SUPPLIED MATERIAL:

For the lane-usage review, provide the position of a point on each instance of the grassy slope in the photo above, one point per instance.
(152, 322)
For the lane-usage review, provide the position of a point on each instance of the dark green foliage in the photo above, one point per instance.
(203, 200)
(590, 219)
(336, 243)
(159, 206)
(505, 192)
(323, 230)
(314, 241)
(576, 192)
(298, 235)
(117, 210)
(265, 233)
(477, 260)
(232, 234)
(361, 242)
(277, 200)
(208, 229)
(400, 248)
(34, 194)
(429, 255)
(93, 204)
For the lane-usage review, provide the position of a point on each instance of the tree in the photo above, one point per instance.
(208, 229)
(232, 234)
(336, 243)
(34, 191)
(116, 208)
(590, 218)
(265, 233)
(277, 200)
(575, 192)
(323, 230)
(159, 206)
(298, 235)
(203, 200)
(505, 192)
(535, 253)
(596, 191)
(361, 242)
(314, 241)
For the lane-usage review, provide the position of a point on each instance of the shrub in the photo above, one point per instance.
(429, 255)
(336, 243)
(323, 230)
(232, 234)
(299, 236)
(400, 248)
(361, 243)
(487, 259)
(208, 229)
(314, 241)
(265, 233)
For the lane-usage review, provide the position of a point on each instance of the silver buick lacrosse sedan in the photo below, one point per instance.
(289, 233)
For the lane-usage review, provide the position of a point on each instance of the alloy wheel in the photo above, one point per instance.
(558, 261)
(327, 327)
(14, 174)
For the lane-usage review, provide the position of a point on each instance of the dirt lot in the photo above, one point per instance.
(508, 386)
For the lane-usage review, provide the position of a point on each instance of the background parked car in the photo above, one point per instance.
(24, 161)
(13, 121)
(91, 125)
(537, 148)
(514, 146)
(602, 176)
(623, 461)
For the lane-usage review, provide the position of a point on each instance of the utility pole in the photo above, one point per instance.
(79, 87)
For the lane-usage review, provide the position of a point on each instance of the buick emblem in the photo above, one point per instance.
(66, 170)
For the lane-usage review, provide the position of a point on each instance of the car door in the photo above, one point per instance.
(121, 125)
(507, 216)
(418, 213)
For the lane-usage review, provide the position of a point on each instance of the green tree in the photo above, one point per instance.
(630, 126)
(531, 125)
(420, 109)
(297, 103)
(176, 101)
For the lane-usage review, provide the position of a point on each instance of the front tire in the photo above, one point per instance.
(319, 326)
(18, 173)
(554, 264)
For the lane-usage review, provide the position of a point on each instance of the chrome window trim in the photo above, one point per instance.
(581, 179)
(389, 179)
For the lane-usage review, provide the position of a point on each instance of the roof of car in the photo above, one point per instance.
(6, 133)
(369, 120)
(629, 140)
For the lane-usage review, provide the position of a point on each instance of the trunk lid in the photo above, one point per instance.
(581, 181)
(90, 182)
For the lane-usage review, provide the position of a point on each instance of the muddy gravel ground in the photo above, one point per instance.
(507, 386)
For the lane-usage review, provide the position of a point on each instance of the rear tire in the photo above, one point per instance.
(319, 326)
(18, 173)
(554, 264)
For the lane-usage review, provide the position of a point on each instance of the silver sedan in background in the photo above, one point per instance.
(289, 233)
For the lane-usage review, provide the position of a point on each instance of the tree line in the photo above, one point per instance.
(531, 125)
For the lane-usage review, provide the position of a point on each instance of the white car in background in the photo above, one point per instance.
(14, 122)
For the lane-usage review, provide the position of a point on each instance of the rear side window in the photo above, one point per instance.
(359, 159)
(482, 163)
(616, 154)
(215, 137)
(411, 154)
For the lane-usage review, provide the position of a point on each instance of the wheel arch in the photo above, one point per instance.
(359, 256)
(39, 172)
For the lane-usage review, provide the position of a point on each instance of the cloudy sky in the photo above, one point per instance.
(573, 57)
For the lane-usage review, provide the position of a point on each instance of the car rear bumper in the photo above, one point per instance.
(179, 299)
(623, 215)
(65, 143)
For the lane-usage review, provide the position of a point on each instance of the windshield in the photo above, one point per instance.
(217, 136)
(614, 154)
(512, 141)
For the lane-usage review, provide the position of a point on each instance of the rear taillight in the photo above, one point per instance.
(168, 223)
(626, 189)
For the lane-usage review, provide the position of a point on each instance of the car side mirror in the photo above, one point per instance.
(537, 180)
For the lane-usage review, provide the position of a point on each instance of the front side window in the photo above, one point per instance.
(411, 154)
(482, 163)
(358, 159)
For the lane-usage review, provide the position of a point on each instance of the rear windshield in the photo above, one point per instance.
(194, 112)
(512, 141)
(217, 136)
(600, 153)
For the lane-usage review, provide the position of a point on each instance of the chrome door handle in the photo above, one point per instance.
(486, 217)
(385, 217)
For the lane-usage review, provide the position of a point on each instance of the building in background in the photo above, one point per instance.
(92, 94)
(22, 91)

TASK DETAILS: Transcribe the data. Leave every line exactly as it is.

THE OUTPUT:
For the lane-usage review, provide the position of a point on each instance of the grassy slope in the photo above, one point per instance.
(152, 322)
For the lane-usage review, provide the position of a point on each instance of the dark green foliage in the photo above, one point per instance.
(203, 200)
(590, 219)
(336, 243)
(159, 206)
(505, 192)
(323, 230)
(314, 241)
(576, 192)
(298, 235)
(117, 210)
(265, 233)
(477, 260)
(232, 234)
(361, 242)
(277, 200)
(208, 229)
(400, 248)
(34, 194)
(429, 255)
(93, 204)
For the lane-usage review, provide the position of a point on each instance of the tree in the photo above, one point per instance.
(208, 229)
(232, 234)
(336, 243)
(34, 191)
(116, 208)
(590, 218)
(265, 233)
(277, 200)
(575, 192)
(323, 230)
(159, 206)
(298, 235)
(203, 200)
(505, 192)
(535, 253)
(596, 191)
(361, 242)
(314, 241)
For the lane-usage review, provide the position of a point on each instance of the shrub in the photo above, one point per instance.
(429, 255)
(336, 243)
(323, 230)
(232, 234)
(299, 236)
(400, 248)
(361, 243)
(487, 259)
(208, 229)
(314, 241)
(265, 233)
For the lane-usage review, provide the position of a point on each instance of the silver buick lacrosse sedan in the photo below, one point per instance.
(289, 233)
For the lane-usage review, provide the position of a point on each instance of the alloy wheel in the photo above, one point per instance.
(558, 261)
(327, 327)
(14, 174)
For the lane-usage review, provide the position of a point on each instance of the dirt lot in the photo above, one point per instance.
(508, 386)
For the lane-usage review, provide the position of a point on each instance of the background parked car in the photo above, one point per instance.
(24, 161)
(13, 121)
(91, 125)
(537, 148)
(514, 146)
(602, 176)
(623, 461)
For the lane-usage review, provide the position of a point on each instance of the utility pole in the photo above, one point per instance.
(79, 87)
For the lane-usage review, provide the position of a point on each instance of the buick emblem in the photo above, one point per instance.
(66, 170)
For the lane-usage review, provide the position of a point on each instance of the car door in the photo above, one point per instance.
(121, 125)
(507, 216)
(418, 213)
For the lane-usage review, provide the position of a point on each instance of the green tree in the photo above, one point per instance.
(630, 126)
(531, 125)
(420, 109)
(297, 103)
(176, 101)
For the lane-usage review, provide the position of a point on each instance of the front tire in the photo above, one point per instance.
(319, 326)
(18, 173)
(554, 264)
For the lane-usage review, provide the position of a point on each instance of the chrome window trim in the photo above, one point per instance.
(581, 179)
(389, 179)
For the lane-usage review, provide the position of a point on each instance of the roof of car in the photo above, one point per instance.
(6, 133)
(369, 120)
(629, 140)
For the lane-usage review, provide the position of a point on each instance of the trunk lid in the photo above, one point per instance.
(581, 181)
(90, 182)
For the lane-usage review, provide the position of a point on each instance of the muddy gravel ground in the photo above, one point per instance.
(507, 386)
For the lane-usage review, provide the position of a point on each instance of the rear tire in the photo above, one point per instance.
(319, 326)
(18, 173)
(554, 264)
For the lane-usage review, provide the position of a point on each instance of the silver sedan in background in the photo above, one point per instance.
(289, 233)
For the lane-usage review, provide the position of a point on each instance of the tree line in the photo above, one point per instance.
(531, 125)
For the lane-usage review, provide the position of a point on each instance of the white car in background in the photo above, one point per instance.
(14, 122)
For the lane-usage review, provide the position of a point on each instance of the rear side window in the photo above, one point per instance.
(359, 159)
(482, 163)
(616, 154)
(215, 137)
(411, 154)
For the lane-usage review, provide the position of a point on each instance of the wheel arch in the photo above, one point per instance.
(359, 256)
(39, 172)
For the lane-usage review, provide the position of a point on each instance of the cloudy sky in the photo above, one point per instance.
(573, 57)
For the lane-usage review, provide the position of a point on each instance of the car rear bumper in the photo above, one point per instance.
(179, 299)
(623, 215)
(65, 143)
For the lane-usage review, provide the position of a point on each instance of the windshield in the photo above, one point per instance.
(217, 136)
(614, 154)
(512, 141)
For the lane-usage review, provide the position of a point on each instance of the rear taillight in the photo above, one point per instance.
(168, 223)
(626, 189)
For the lane-usage review, provide the position of a point on each instance of the car side mirror in the photo above, one point per instance.
(537, 180)
For the lane-usage review, provide the position of a point on each instance of the front side window in the photo above, one point per instance.
(411, 154)
(482, 163)
(358, 159)
For the lane-usage review, provide the position of a point on each instance of the rear windshield in the photo above, one point per instance.
(194, 112)
(512, 141)
(217, 136)
(600, 153)
For the lane-usage review, provide the position of a point on each instance of the chrome door handle in the photo above, one point per instance.
(486, 217)
(385, 217)
For the lane-usage review, provide the position of a point on each instance of the building in background in the photo above, one point per instance.
(92, 94)
(22, 91)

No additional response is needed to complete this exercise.